• [Problems to work on]
**A)** In the text on gender stereotypes, how long did the writer spend at the language school in France?
**B)** Sum up the text on gender stereotypes in two sentences.
===== Passage
That gender equality is low in South Sudan, will be no surprise. But how about Europe? Six weeks in a language school in France didn’t convince me that it is very different here. The course materials contain all kinds of gender stereotypes. Men like cars, football and new gadgets. They work a lot, are competitive and ambitious. Women do the housekeeping, take care of the children or chat with their friends. They’re mainly interested in new clothes, make-up or jewelry. If they have a paid job at all, they’re the receptionist, secretary or the assistent of the male director. Boys are sturdy and like to romp, girls play with dolls and have to be cute. The sportive female skier who has fallen down, takes a lascivious pose before the male nurse. He’s more interested in her breasts than in her broken leg.
The term “gender” refers to socially-constructed differences between women and men, as distinct from “sex”, which refers to their biological differences. These differences can and do have consequences. The amount of gender equality in society differs with time and setting. Gender differences and their consequences in this age are different from those a hundred years ago. They differ between cities and rural areas, they are different in Europe, in Asia and in Africa. Besides, the perception of gender varies with age, social standing or sex. These perceptions define the expectations people have about what men and women, boys and girls do or don’t do. It’s the expectations that influence the behaviour of adults and children and make certain actions and activities possible or impossible for certain groups.
At first sight it seems women are restricted most by the expectations about their behaviour. But the same process works for men and boys. It’s still perceived to be strange if boys play with dolls or men take care of the house and the children. So it happens rarely and men who do take that role will often have to defend themselves. The same happens to working mothers, who get asked regularly how they manage to combine work and children, while we don’t ask that same question to working fathers. So women feel responsible to take care of their children and get overloaded.
Gender is socially constructed and acquired knowledge. Examples from parents or other role-models, the influence from the media and education all play a role in constructing the way people look at women and men. We’ve known that for a long time. So an advertising brochure from a toyshop for Christmas in which girls are sweet caretakers and boys are sturdy pirates or smart scientists, is not just an advert for toys. It’s also an advert for a restrictive and role-reinforcing look at the world. The stereo-typical images from the French language-course seem to be innocent or even funny at first sight, but they’re not. They reinforce gender inequality and they subconciously restrict women and men in their opportunities. It’s often said that men and women choose to behave in conformaty with the expectations. Of course that’s true, but it’s not as simple as that. Expectations from society can put a lot of pressure on people to meet them. We’re social beings and we don’t want to be excluded from the group we belong to. So gender influences us all.
==========
===== Listed entries
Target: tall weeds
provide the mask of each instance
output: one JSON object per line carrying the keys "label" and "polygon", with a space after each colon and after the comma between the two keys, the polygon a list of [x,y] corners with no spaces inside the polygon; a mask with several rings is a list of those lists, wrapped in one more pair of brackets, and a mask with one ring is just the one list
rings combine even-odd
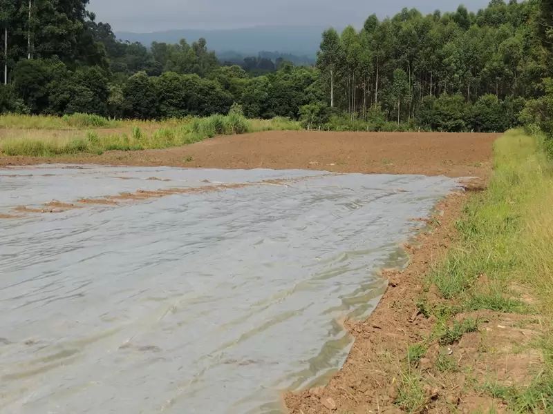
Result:
{"label": "tall weeds", "polygon": [[[9,116],[8,116],[9,117]],[[3,119],[3,117],[2,117]],[[107,126],[100,117],[75,115],[66,118],[41,117],[41,121],[49,125],[59,125],[60,122],[81,128],[88,125],[91,128]],[[32,117],[22,118],[25,122],[35,121]],[[5,124],[8,121],[4,120]],[[270,122],[270,121],[269,121]],[[20,119],[20,124],[24,123]],[[57,123],[57,124],[56,124]],[[290,124],[276,121],[275,128],[285,128]],[[123,151],[139,150],[151,148],[165,148],[180,146],[198,142],[216,135],[243,134],[260,130],[258,126],[243,115],[231,113],[228,115],[212,115],[206,118],[187,119],[180,124],[173,120],[171,124],[147,134],[139,126],[133,126],[127,134],[98,135],[94,130],[87,131],[84,137],[71,138],[43,138],[33,132],[30,136],[23,132],[20,136],[0,140],[0,150],[6,155],[26,155],[30,157],[50,157],[63,154],[89,152],[100,154],[104,151],[119,150]]]}
{"label": "tall weeds", "polygon": [[543,315],[545,334],[540,344],[545,369],[527,391],[541,395],[536,404],[550,408],[553,164],[546,142],[521,130],[509,131],[496,141],[488,190],[466,204],[457,223],[459,246],[438,263],[429,277],[444,297],[455,298],[467,310]]}

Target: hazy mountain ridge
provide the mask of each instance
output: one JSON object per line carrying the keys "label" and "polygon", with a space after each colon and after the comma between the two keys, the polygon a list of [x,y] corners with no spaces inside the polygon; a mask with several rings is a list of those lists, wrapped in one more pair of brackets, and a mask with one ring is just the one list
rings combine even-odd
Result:
{"label": "hazy mountain ridge", "polygon": [[242,55],[257,55],[261,50],[277,50],[314,58],[319,50],[325,26],[258,26],[238,29],[202,30],[172,30],[150,33],[115,32],[120,40],[138,41],[149,46],[153,41],[174,43],[181,39],[191,43],[203,37],[207,47],[215,52],[234,52]]}

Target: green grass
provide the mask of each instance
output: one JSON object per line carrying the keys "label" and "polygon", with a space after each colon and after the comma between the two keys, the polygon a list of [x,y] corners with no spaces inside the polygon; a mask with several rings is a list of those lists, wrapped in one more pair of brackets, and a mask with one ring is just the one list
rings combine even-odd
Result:
{"label": "green grass", "polygon": [[396,405],[406,413],[420,413],[427,403],[422,379],[415,373],[402,375]]}
{"label": "green grass", "polygon": [[[0,121],[9,125],[10,120],[12,121],[15,117],[3,116],[0,117]],[[64,118],[25,116],[15,117],[19,119],[18,125],[37,125],[39,121],[42,123],[43,129],[55,126],[62,128],[70,124],[75,128],[88,126],[91,128],[110,126],[104,122],[107,120],[100,117],[78,114]],[[171,122],[166,122],[162,125],[164,126],[150,133],[147,133],[139,126],[135,126],[130,135],[99,135],[95,130],[88,130],[83,132],[82,137],[65,138],[57,137],[55,134],[50,137],[43,137],[37,132],[24,132],[21,130],[21,134],[16,134],[14,137],[0,141],[0,150],[6,155],[30,157],[52,157],[79,152],[102,154],[113,150],[129,151],[181,146],[217,135],[244,134],[265,130],[268,126],[272,129],[295,128],[295,124],[289,121],[285,122],[281,119],[252,121],[236,113],[228,115],[215,115],[206,118],[186,119],[181,124],[172,120]],[[150,128],[151,126],[147,124],[147,126]]]}
{"label": "green grass", "polygon": [[440,373],[452,373],[457,371],[453,359],[444,352],[440,352],[436,359],[436,369]]}
{"label": "green grass", "polygon": [[[433,266],[427,281],[464,310],[543,316],[536,346],[545,364],[534,381],[527,386],[480,386],[515,413],[553,412],[553,164],[545,142],[520,130],[496,141],[488,190],[469,198],[456,223],[458,246]],[[534,301],[523,301],[523,293]],[[424,301],[418,306],[433,310]],[[437,335],[446,345],[477,329],[476,322],[465,321],[442,324]]]}
{"label": "green grass", "polygon": [[467,319],[462,322],[454,321],[451,327],[443,324],[438,325],[436,336],[440,345],[453,345],[461,340],[462,335],[471,332],[478,332],[478,322]]}
{"label": "green grass", "polygon": [[62,117],[12,114],[0,116],[0,128],[64,130],[117,128],[120,125],[120,121],[91,114],[73,114]]}
{"label": "green grass", "polygon": [[427,348],[420,344],[411,345],[407,348],[407,359],[410,365],[417,366],[421,358],[427,353]]}

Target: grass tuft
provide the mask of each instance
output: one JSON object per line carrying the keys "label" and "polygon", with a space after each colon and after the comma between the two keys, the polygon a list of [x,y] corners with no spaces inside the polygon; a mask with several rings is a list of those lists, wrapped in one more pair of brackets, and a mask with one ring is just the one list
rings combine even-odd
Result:
{"label": "grass tuft", "polygon": [[[138,125],[133,125],[130,136],[125,133],[98,134],[88,130],[83,136],[60,137],[54,132],[44,137],[35,131],[23,131],[22,128],[82,129],[113,127],[118,125],[97,115],[75,114],[56,118],[54,117],[32,117],[26,115],[3,115],[0,117],[0,128],[17,129],[15,136],[0,140],[0,150],[6,155],[28,157],[52,157],[62,155],[88,152],[102,154],[110,150],[140,150],[165,148],[199,142],[216,135],[232,135],[265,129],[297,129],[299,124],[283,119],[272,121],[252,121],[243,115],[232,112],[228,115],[215,115],[206,118],[186,118],[178,122],[171,119],[159,124],[160,128],[147,133]],[[140,122],[146,130],[155,123]],[[21,132],[19,132],[21,131]],[[78,132],[77,132],[78,133]]]}
{"label": "grass tuft", "polygon": [[417,366],[421,358],[427,353],[427,348],[420,344],[411,345],[407,348],[407,359],[409,365]]}

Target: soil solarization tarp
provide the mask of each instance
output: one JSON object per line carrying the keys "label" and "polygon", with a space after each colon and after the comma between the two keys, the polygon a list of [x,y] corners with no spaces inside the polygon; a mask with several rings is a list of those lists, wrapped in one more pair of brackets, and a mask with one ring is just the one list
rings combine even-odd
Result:
{"label": "soil solarization tarp", "polygon": [[412,219],[456,186],[303,170],[1,170],[0,412],[278,412],[279,391],[343,364],[340,321],[370,314],[386,286],[377,269],[404,264],[400,243],[422,226]]}

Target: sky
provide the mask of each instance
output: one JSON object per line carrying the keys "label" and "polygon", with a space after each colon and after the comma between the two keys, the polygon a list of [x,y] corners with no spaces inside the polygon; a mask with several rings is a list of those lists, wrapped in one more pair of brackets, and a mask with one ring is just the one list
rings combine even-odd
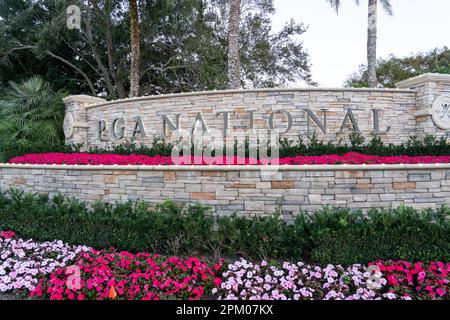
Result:
{"label": "sky", "polygon": [[[336,15],[326,0],[274,0],[274,30],[293,18],[308,30],[300,39],[310,54],[313,79],[341,87],[366,63],[367,0],[341,0]],[[394,16],[379,6],[377,56],[399,57],[450,47],[450,0],[391,0]]]}

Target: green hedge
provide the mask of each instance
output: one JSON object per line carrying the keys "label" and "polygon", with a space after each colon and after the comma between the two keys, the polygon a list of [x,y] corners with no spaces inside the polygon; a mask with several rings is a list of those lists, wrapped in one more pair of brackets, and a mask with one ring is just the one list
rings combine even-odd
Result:
{"label": "green hedge", "polygon": [[10,190],[0,193],[0,229],[35,240],[61,239],[95,248],[175,255],[366,263],[377,259],[450,261],[450,210],[372,210],[367,215],[324,208],[286,223],[260,218],[214,218],[201,205],[165,201],[92,207],[76,199]]}
{"label": "green hedge", "polygon": [[[324,154],[345,154],[347,152],[359,152],[363,154],[379,155],[379,156],[425,156],[425,155],[450,155],[450,143],[446,138],[436,138],[427,135],[423,139],[411,137],[407,142],[394,145],[386,145],[380,137],[374,136],[366,143],[360,134],[351,134],[349,137],[350,144],[331,144],[324,143],[317,138],[317,135],[311,135],[304,139],[299,137],[297,141],[287,139],[280,140],[280,157],[293,157],[298,155],[318,156]],[[78,152],[80,145],[64,146],[64,145],[42,145],[40,143],[30,144],[23,142],[0,142],[0,162],[6,162],[14,156],[21,156],[27,153],[44,153],[44,152]],[[150,145],[137,144],[136,142],[127,141],[123,144],[114,145],[109,148],[91,148],[89,153],[115,153],[122,155],[138,154],[147,156],[170,156],[173,145],[165,142],[162,138],[154,137]],[[237,145],[235,144],[235,154]],[[193,150],[193,149],[192,149]],[[246,155],[249,153],[248,142],[246,143]],[[226,151],[224,151],[225,154]]]}

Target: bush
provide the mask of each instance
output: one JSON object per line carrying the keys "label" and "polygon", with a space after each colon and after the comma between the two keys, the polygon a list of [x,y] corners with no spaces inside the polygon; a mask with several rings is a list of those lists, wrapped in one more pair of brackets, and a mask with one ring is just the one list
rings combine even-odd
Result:
{"label": "bush", "polygon": [[378,259],[449,261],[448,208],[418,211],[373,209],[367,215],[325,208],[303,223],[311,258],[320,263],[366,263]]}
{"label": "bush", "polygon": [[0,140],[0,163],[8,162],[9,159],[23,156],[30,153],[79,152],[80,146],[70,146],[64,144],[42,144],[27,141],[5,141]]}
{"label": "bush", "polygon": [[265,217],[214,217],[199,204],[141,201],[91,207],[76,199],[0,193],[0,229],[37,241],[164,255],[365,263],[378,259],[450,260],[450,210],[373,209],[367,215],[324,208],[287,223]]}

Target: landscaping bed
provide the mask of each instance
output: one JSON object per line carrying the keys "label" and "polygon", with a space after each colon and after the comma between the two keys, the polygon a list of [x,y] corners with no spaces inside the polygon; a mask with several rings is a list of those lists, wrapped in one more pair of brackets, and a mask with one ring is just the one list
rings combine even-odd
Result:
{"label": "landscaping bed", "polygon": [[[207,262],[0,233],[0,294],[51,300],[442,300],[450,263]],[[46,264],[43,266],[42,264]]]}
{"label": "landscaping bed", "polygon": [[166,157],[146,155],[38,153],[13,157],[14,164],[48,165],[325,165],[450,163],[450,156],[372,156],[356,152],[344,155],[296,156],[281,159],[239,157]]}

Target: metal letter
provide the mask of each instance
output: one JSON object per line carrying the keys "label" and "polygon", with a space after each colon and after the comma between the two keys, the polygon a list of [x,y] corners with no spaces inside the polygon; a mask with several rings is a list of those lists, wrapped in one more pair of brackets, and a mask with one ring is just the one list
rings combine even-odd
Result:
{"label": "metal letter", "polygon": [[275,129],[275,126],[273,125],[273,118],[275,116],[275,113],[277,113],[277,112],[284,113],[287,116],[287,118],[288,118],[288,126],[287,126],[286,130],[284,132],[280,132],[280,134],[288,133],[289,130],[291,130],[291,128],[292,128],[292,115],[291,115],[290,112],[285,111],[285,110],[274,111],[274,112],[272,112],[270,114],[270,117],[269,117],[269,128],[270,129]]}
{"label": "metal letter", "polygon": [[221,111],[218,112],[216,114],[216,117],[220,116],[221,114],[223,114],[223,136],[226,137],[227,136],[227,130],[228,130],[228,122],[229,122],[229,117],[228,115],[232,113],[234,116],[236,116],[236,112],[234,111]]}
{"label": "metal letter", "polygon": [[170,121],[168,116],[162,116],[162,120],[163,120],[163,135],[165,137],[167,137],[167,126],[169,126],[171,131],[176,131],[178,129],[180,129],[180,116],[181,114],[176,114],[176,125],[173,124],[172,121]]}
{"label": "metal letter", "polygon": [[320,109],[323,112],[323,123],[320,122],[320,120],[316,117],[316,115],[308,108],[303,109],[306,111],[306,125],[307,125],[307,131],[310,133],[309,130],[309,119],[313,119],[313,121],[316,123],[316,125],[319,127],[320,130],[322,130],[323,133],[327,133],[327,109]]}
{"label": "metal letter", "polygon": [[136,117],[133,119],[134,119],[134,121],[136,121],[136,123],[134,125],[134,129],[133,129],[133,134],[132,134],[133,139],[136,139],[137,134],[141,135],[141,139],[147,138],[147,135],[145,134],[144,125],[142,124],[141,117]]}
{"label": "metal letter", "polygon": [[347,113],[345,114],[344,121],[342,121],[341,130],[339,130],[339,133],[342,133],[344,131],[345,123],[348,120],[350,120],[350,122],[352,123],[354,132],[361,132],[361,131],[359,131],[358,122],[356,121],[356,118],[355,118],[355,115],[353,114],[352,109],[348,109]]}
{"label": "metal letter", "polygon": [[[122,125],[120,126],[120,130],[117,133],[116,129],[117,129],[117,124],[119,123],[119,121],[122,122]],[[123,118],[117,118],[114,119],[114,121],[111,124],[111,139],[112,140],[117,140],[117,139],[123,139],[125,137],[125,120]]]}
{"label": "metal letter", "polygon": [[380,117],[379,117],[379,112],[380,110],[378,109],[372,109],[373,112],[373,132],[374,134],[378,134],[378,133],[388,133],[389,131],[391,131],[391,127],[387,127],[387,129],[385,131],[380,131]]}
{"label": "metal letter", "polygon": [[197,124],[197,121],[200,121],[202,123],[203,132],[208,131],[208,128],[206,128],[205,120],[203,119],[202,113],[197,112],[197,115],[195,116],[195,120],[194,120],[194,125],[192,126],[192,133],[194,133],[195,125]]}
{"label": "metal letter", "polygon": [[100,120],[98,122],[98,138],[100,139],[100,141],[105,141],[103,140],[103,131],[106,130],[106,122],[105,120]]}

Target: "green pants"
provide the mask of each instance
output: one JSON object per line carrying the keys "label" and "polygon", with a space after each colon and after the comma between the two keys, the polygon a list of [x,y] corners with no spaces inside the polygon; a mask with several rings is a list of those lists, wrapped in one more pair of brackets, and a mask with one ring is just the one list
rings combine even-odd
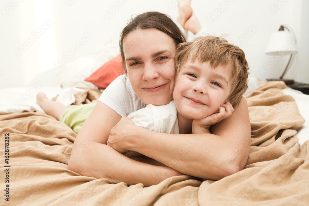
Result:
{"label": "green pants", "polygon": [[65,123],[74,132],[78,134],[82,126],[89,116],[96,104],[90,103],[70,107],[63,112],[59,121]]}

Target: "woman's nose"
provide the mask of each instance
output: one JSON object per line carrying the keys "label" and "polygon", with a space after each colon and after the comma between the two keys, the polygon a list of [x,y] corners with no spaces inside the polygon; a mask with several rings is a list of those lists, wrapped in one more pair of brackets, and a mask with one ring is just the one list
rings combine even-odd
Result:
{"label": "woman's nose", "polygon": [[159,74],[153,65],[145,65],[143,75],[143,80],[151,81],[159,77]]}

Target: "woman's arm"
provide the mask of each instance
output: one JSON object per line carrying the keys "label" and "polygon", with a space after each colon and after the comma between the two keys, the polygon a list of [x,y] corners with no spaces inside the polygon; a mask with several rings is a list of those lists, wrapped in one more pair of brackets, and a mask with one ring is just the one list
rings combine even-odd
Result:
{"label": "woman's arm", "polygon": [[[112,130],[108,145],[124,152],[135,148],[177,171],[197,177],[215,180],[238,172],[244,167],[249,155],[251,128],[244,98],[231,116],[210,127],[211,134],[169,134],[133,125],[124,126],[117,124]],[[121,140],[119,137],[122,137]]]}
{"label": "woman's arm", "polygon": [[111,129],[121,118],[98,101],[74,142],[69,169],[83,176],[106,178],[114,183],[141,183],[145,186],[183,174],[168,167],[150,164],[155,161],[146,157],[129,158],[107,145]]}

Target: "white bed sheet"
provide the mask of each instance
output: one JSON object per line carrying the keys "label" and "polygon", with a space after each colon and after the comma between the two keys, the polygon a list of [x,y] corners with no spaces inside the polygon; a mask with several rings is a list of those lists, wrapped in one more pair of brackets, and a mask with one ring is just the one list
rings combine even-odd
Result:
{"label": "white bed sheet", "polygon": [[85,90],[76,87],[65,89],[60,86],[30,87],[13,87],[0,90],[0,112],[19,112],[23,110],[32,111],[44,111],[36,104],[36,95],[43,92],[50,99],[58,95],[56,101],[67,107],[75,101],[74,94],[82,92]]}

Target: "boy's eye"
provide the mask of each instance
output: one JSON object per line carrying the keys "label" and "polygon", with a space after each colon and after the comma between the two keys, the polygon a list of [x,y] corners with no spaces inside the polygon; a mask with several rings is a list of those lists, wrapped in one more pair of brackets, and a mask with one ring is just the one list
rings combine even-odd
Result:
{"label": "boy's eye", "polygon": [[214,84],[215,85],[218,86],[220,86],[220,87],[221,87],[221,86],[220,84],[219,84],[219,83],[217,82],[211,82],[211,83],[213,84]]}
{"label": "boy's eye", "polygon": [[194,74],[193,74],[191,73],[189,73],[187,74],[187,75],[188,75],[189,76],[191,76],[191,77],[194,77],[194,78],[197,78],[196,76]]}

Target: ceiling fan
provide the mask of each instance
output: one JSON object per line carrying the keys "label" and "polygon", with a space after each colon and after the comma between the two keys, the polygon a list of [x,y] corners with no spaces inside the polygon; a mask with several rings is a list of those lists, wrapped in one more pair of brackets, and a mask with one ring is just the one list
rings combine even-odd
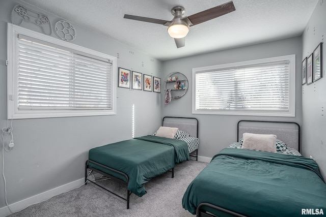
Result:
{"label": "ceiling fan", "polygon": [[184,14],[184,8],[181,6],[176,6],[171,10],[171,13],[174,16],[171,21],[128,14],[125,14],[123,17],[126,19],[160,24],[168,26],[168,33],[171,37],[174,38],[177,47],[179,48],[184,46],[184,37],[189,32],[189,27],[215,18],[235,10],[235,8],[231,1],[184,17],[182,17],[182,15]]}

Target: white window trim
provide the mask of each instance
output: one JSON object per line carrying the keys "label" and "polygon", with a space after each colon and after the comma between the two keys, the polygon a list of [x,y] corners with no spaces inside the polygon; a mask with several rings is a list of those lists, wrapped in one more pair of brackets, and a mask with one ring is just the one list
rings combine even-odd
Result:
{"label": "white window trim", "polygon": [[[289,64],[289,110],[287,111],[234,111],[234,110],[197,110],[196,109],[196,74],[201,72],[209,72],[219,69],[236,68],[241,66],[288,60]],[[229,115],[251,115],[281,117],[295,116],[295,55],[267,58],[254,60],[200,67],[193,69],[192,113],[200,114],[222,114]]]}
{"label": "white window trim", "polygon": [[[112,109],[95,110],[19,110],[17,103],[17,56],[15,55],[18,46],[18,36],[23,34],[45,41],[70,49],[78,50],[112,61]],[[86,48],[79,45],[62,41],[11,23],[7,25],[7,103],[8,117],[9,119],[37,118],[46,117],[73,117],[83,116],[110,115],[116,114],[117,58],[108,54]],[[12,60],[10,61],[10,60]]]}

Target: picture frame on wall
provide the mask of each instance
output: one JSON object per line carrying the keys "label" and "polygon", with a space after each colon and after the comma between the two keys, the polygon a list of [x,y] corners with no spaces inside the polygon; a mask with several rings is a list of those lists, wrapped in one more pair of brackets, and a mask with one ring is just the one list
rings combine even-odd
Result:
{"label": "picture frame on wall", "polygon": [[130,71],[119,67],[118,70],[118,86],[119,87],[130,88]]}
{"label": "picture frame on wall", "polygon": [[153,89],[153,79],[150,75],[144,74],[144,90],[152,91]]}
{"label": "picture frame on wall", "polygon": [[143,89],[143,74],[141,73],[132,71],[132,89]]}
{"label": "picture frame on wall", "polygon": [[321,43],[314,50],[313,53],[313,81],[315,82],[322,77],[322,43]]}
{"label": "picture frame on wall", "polygon": [[156,92],[161,92],[161,79],[153,77],[153,91]]}
{"label": "picture frame on wall", "polygon": [[301,74],[302,75],[302,85],[307,83],[307,57],[301,63]]}
{"label": "picture frame on wall", "polygon": [[312,53],[307,58],[307,85],[312,83],[313,73]]}

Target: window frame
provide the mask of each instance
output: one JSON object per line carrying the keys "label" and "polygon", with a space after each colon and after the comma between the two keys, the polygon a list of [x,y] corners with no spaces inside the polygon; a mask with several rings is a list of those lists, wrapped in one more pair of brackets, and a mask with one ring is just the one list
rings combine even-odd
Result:
{"label": "window frame", "polygon": [[[196,75],[201,72],[211,72],[223,69],[241,68],[251,65],[263,64],[279,61],[288,60],[289,64],[289,107],[287,111],[271,110],[196,110]],[[192,74],[192,113],[201,114],[220,114],[229,115],[248,115],[265,116],[295,116],[295,55],[288,55],[275,57],[245,61],[238,63],[222,64],[219,65],[199,67],[193,69]]]}
{"label": "window frame", "polygon": [[[18,108],[18,40],[19,34],[44,41],[59,46],[66,47],[112,62],[111,79],[112,86],[112,109],[95,110],[19,110]],[[9,119],[38,118],[59,117],[74,117],[116,114],[117,58],[110,55],[87,48],[71,43],[8,23],[7,25],[7,113]]]}

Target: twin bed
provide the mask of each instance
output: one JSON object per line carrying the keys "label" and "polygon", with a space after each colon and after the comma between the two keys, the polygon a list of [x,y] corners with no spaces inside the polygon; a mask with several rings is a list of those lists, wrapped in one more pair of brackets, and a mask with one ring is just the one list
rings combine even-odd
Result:
{"label": "twin bed", "polygon": [[[197,160],[197,119],[165,117],[162,126],[177,128],[178,133],[173,139],[154,134],[90,150],[86,182],[103,188],[88,179],[90,170],[125,183],[125,197],[104,189],[126,200],[129,208],[130,195],[146,194],[151,178],[170,170],[173,177],[176,164],[192,156]],[[301,156],[298,125],[241,120],[237,129],[237,142],[215,154],[188,185],[184,208],[198,217],[326,214],[326,184],[316,163]],[[267,134],[274,152],[247,146],[248,135],[255,139]]]}
{"label": "twin bed", "polygon": [[[173,178],[176,164],[188,160],[191,157],[197,160],[199,145],[197,119],[165,117],[162,127],[175,130],[173,138],[156,136],[155,132],[154,135],[134,138],[90,150],[86,163],[85,182],[92,182],[126,200],[128,209],[130,194],[132,193],[141,197],[146,194],[145,184],[151,178],[170,170]],[[89,179],[91,171],[125,183],[126,196],[118,195]]]}
{"label": "twin bed", "polygon": [[[189,185],[182,199],[185,209],[197,216],[220,217],[298,216],[326,211],[326,184],[318,167],[297,151],[298,125],[258,122],[266,127],[253,126],[256,122],[251,120],[238,123],[238,142],[215,155]],[[278,140],[271,143],[275,152],[243,148],[247,133],[277,135]],[[243,139],[239,139],[242,135]]]}

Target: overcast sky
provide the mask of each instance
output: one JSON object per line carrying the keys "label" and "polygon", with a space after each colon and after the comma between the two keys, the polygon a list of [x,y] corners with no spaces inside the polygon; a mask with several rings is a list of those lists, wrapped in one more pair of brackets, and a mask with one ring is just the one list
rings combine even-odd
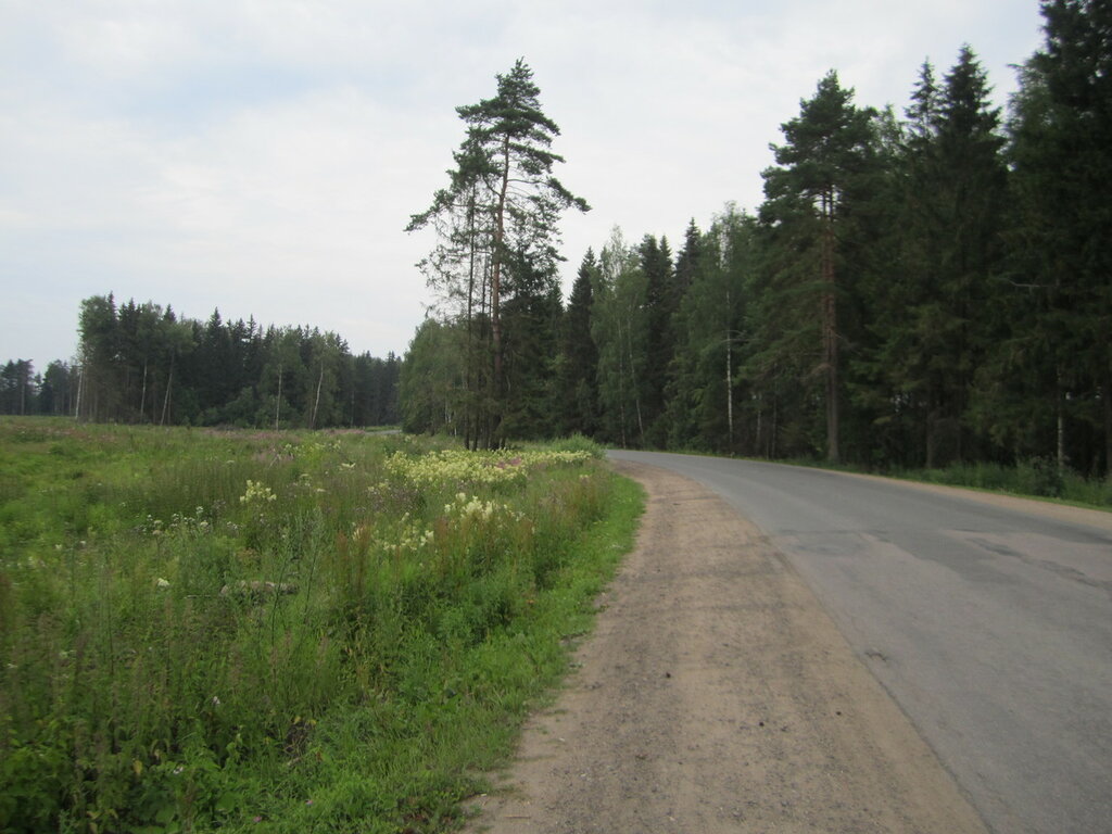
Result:
{"label": "overcast sky", "polygon": [[1004,103],[1040,27],[1036,0],[0,0],[0,363],[69,359],[109,291],[404,353],[433,241],[403,229],[519,57],[593,207],[566,289],[614,226],[754,210],[828,69],[902,115],[967,42]]}

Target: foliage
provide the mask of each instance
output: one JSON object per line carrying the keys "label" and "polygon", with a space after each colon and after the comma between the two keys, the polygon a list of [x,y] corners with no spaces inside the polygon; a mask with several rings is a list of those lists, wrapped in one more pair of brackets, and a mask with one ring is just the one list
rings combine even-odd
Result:
{"label": "foliage", "polygon": [[[240,428],[396,425],[400,361],[353,356],[336,334],[225,322],[115,297],[81,302],[79,356],[33,375],[9,363],[0,414]],[[9,381],[11,380],[11,381]]]}
{"label": "foliage", "polygon": [[0,830],[450,827],[639,498],[427,447],[0,420]]}
{"label": "foliage", "polygon": [[467,132],[449,186],[407,227],[437,232],[420,266],[454,302],[466,332],[461,428],[473,448],[553,428],[548,357],[563,260],[556,222],[567,209],[589,207],[553,175],[564,161],[550,150],[559,127],[540,109],[539,95],[533,70],[518,59],[497,76],[493,98],[456,108]]}

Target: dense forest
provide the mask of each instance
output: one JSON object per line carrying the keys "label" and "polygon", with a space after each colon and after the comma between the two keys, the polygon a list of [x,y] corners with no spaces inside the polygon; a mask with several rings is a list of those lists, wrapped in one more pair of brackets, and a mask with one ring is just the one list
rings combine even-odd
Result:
==========
• [Solutions for each task]
**A)** Six weeks.

**B)** The course materials at a language school in France were full of gender stereotypes, showing men as hard-working, ambitious fans of cars and football and women as homemakers mainly interested in clothes and make-up. Gender means the differences between women and men that society builds, and the expectations it creates hold back both women and men, so images like these only seem harmless and in fact reinforce gender inequality.